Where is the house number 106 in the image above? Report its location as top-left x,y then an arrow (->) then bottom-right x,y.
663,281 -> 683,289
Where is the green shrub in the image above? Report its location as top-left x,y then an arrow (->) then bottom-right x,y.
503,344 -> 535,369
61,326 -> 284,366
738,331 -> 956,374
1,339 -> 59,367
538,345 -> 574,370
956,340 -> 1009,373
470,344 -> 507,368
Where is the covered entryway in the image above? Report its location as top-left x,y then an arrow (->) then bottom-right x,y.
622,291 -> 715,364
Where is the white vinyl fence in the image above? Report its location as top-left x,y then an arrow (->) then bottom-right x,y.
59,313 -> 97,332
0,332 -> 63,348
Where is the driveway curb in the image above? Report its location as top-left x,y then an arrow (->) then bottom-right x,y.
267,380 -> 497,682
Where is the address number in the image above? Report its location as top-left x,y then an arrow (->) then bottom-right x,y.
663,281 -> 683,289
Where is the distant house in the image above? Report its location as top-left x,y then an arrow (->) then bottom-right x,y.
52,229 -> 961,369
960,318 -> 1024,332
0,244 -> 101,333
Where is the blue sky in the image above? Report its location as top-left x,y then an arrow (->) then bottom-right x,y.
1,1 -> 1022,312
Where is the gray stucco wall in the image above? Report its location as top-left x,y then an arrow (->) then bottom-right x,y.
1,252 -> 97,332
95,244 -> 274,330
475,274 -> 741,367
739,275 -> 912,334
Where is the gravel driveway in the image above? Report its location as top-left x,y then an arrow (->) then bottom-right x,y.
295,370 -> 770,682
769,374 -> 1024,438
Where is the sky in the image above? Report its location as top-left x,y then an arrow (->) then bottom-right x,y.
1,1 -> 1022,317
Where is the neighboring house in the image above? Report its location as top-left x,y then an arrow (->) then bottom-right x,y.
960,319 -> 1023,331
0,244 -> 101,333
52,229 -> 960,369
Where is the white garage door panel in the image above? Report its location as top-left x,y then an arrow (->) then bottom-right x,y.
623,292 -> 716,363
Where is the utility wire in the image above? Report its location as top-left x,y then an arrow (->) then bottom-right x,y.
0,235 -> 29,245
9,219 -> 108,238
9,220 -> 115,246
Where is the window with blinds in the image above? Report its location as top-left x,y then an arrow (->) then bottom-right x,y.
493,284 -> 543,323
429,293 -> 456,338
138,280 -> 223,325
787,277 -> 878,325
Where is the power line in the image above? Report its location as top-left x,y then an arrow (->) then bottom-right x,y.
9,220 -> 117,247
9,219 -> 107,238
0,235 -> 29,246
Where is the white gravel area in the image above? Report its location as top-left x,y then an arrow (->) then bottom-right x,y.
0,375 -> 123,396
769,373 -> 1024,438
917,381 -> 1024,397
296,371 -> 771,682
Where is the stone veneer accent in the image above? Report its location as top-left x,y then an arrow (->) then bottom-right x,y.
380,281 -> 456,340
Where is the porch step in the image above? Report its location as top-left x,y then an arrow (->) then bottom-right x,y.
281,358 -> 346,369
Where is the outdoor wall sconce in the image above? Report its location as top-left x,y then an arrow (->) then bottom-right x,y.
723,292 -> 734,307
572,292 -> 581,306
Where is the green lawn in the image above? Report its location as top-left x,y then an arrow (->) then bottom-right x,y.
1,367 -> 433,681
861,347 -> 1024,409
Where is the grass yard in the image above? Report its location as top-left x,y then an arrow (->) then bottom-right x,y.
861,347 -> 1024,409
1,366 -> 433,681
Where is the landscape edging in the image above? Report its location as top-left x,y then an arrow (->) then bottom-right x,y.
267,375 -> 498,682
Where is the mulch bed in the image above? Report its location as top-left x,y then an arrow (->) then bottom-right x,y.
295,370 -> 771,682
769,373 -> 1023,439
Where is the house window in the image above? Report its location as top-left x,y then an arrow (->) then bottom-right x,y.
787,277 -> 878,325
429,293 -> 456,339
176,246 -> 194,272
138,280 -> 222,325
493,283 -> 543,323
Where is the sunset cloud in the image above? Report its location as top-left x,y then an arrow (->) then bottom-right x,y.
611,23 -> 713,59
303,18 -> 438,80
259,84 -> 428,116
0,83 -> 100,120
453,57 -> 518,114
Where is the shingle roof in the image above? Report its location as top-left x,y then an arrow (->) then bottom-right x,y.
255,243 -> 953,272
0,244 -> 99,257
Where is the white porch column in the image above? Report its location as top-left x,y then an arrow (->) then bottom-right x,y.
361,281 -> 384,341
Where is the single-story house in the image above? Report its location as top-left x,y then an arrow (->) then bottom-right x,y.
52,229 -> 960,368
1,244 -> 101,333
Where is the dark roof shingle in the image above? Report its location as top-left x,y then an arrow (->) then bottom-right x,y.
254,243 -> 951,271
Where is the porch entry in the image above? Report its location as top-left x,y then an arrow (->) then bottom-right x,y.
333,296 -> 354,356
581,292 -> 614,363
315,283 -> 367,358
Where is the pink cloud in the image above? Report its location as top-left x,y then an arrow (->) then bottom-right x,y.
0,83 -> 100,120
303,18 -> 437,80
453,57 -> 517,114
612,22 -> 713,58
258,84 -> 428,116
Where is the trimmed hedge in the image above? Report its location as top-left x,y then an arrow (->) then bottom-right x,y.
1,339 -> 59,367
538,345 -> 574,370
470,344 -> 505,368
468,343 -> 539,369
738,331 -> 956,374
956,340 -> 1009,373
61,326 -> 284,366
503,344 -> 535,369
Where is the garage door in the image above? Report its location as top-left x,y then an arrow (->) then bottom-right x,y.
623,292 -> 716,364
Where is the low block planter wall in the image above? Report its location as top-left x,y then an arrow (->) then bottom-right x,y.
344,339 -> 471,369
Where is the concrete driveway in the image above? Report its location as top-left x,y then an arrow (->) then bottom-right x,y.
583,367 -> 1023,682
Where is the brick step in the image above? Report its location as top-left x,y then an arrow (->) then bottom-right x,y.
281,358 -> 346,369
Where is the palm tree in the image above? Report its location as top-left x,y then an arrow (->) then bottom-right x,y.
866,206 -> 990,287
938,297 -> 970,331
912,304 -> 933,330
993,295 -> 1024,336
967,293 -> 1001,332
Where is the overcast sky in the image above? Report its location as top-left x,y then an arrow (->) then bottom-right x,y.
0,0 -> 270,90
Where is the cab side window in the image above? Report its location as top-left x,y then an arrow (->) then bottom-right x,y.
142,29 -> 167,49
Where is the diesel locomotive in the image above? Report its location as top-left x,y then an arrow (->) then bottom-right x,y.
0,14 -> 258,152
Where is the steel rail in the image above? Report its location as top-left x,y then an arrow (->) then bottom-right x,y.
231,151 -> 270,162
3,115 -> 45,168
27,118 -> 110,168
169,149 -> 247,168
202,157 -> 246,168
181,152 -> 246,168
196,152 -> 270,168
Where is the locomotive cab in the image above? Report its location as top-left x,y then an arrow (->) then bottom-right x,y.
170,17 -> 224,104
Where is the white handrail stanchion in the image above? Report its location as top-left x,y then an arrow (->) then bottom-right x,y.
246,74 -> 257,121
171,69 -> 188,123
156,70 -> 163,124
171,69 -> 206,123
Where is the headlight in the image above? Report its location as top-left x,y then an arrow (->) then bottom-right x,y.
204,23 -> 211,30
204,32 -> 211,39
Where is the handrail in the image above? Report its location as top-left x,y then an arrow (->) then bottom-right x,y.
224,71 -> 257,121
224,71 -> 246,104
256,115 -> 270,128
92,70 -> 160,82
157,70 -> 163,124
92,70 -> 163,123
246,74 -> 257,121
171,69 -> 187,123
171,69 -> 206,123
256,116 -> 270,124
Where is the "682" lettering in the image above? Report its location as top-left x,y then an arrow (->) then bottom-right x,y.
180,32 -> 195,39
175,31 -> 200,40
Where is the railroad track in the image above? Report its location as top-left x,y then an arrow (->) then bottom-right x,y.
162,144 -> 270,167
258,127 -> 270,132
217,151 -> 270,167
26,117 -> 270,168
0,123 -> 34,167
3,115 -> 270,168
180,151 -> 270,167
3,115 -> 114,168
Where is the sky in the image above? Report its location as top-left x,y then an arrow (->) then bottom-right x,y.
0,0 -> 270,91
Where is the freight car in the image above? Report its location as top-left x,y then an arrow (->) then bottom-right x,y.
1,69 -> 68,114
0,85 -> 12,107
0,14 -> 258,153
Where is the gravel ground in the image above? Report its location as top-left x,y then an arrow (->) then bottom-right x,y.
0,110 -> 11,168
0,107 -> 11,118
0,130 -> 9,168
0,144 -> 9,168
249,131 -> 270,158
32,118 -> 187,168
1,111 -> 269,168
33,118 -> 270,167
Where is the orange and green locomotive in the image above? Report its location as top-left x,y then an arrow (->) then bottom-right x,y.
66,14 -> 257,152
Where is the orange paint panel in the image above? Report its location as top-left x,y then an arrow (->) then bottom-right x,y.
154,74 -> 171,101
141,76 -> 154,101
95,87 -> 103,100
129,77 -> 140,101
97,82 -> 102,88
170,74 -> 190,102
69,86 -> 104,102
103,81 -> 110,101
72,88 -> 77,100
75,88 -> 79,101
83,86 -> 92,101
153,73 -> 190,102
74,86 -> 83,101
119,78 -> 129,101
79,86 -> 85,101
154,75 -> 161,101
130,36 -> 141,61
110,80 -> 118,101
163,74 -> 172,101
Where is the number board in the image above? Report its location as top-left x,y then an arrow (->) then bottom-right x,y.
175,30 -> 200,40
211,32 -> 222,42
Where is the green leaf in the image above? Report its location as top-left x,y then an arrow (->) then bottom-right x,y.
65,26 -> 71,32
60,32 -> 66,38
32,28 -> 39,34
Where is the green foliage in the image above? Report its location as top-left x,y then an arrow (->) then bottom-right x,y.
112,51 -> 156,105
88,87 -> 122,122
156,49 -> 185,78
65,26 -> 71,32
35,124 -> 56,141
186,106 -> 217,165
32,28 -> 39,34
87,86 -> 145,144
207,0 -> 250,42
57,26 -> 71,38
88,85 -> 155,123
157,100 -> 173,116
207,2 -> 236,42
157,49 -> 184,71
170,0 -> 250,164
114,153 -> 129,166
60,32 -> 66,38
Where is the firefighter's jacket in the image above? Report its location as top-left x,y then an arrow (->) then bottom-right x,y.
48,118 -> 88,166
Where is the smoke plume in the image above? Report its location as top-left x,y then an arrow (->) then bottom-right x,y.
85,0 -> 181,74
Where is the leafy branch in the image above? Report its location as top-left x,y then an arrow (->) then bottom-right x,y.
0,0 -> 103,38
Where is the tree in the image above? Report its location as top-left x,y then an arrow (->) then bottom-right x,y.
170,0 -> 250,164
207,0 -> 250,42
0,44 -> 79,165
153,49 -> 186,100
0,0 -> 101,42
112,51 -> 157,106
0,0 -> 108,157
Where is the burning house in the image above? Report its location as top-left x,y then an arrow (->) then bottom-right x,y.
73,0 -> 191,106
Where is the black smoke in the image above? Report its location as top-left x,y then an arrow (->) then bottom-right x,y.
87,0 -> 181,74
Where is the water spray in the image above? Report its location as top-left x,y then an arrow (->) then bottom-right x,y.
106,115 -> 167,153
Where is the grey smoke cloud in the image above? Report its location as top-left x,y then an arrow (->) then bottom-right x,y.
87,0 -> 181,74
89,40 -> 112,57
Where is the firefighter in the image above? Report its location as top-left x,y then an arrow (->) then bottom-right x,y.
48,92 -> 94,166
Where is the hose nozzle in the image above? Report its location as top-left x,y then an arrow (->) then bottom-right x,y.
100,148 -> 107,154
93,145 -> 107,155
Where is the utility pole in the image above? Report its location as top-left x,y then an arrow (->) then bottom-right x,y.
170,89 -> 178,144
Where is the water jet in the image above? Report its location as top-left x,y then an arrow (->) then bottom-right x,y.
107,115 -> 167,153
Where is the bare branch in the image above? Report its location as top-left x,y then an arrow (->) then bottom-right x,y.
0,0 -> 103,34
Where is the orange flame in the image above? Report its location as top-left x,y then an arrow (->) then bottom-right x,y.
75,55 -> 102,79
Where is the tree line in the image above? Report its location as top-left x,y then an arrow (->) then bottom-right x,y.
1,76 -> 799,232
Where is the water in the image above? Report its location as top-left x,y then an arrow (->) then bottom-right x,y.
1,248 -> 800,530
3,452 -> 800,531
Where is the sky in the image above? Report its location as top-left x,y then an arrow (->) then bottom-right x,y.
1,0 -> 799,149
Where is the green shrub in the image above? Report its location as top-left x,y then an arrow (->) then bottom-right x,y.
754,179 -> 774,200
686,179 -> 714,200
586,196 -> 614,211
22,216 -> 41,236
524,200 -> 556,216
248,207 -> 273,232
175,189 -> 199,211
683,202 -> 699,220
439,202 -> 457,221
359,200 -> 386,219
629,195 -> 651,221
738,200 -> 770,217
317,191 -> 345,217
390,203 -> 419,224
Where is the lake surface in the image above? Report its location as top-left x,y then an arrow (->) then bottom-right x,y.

What you have to do: Lines from the one with "Where is the utility pole" through the final line of the listing above should be duplicated word for word, and nothing else included.

Answer to this exercise:
Where is the utility pole in the image above? Report its location as top-left x,y then an arrow (->) then bottom-right x,y.
170,89 -> 178,144
Where is the water jet in the image above? Report its location as top-left x,y then an arrow (->) then bottom-right x,y.
107,115 -> 167,153
Where is the bare branch in the image above? Report its location as top-left x,y then an arrow (->) then bottom-right x,y.
0,0 -> 103,34
Where is the orange flame in the image above? Report its location as top-left x,y then an arrow (->) then bottom-right x,y.
75,55 -> 102,79
Where is the tree line in the image above? Report its location as top-left x,y then an arrow (->) then bottom-right x,y.
1,76 -> 799,232
Where is the water in the image above? Report its location as top-left x,y then an arrow (->) then bottom-right x,y.
1,248 -> 800,530
3,452 -> 800,531
Where is the sky in the image above? Report its location as top-left x,y then an arrow (->) then bottom-right x,y.
1,0 -> 799,149
Where is the green shrub in the image above? Report its location as top-left x,y then an arrow (->) then bottom-right x,y.
754,179 -> 774,200
686,179 -> 714,200
586,196 -> 614,211
22,216 -> 41,236
524,200 -> 556,216
248,207 -> 273,232
175,189 -> 199,211
683,202 -> 699,220
439,202 -> 457,221
359,200 -> 386,219
629,195 -> 651,221
738,200 -> 770,217
317,191 -> 345,217
390,203 -> 419,224
Where is the lake surface in the image above? Report its location as top-left x,y then an arrow (->) then bottom-right x,y.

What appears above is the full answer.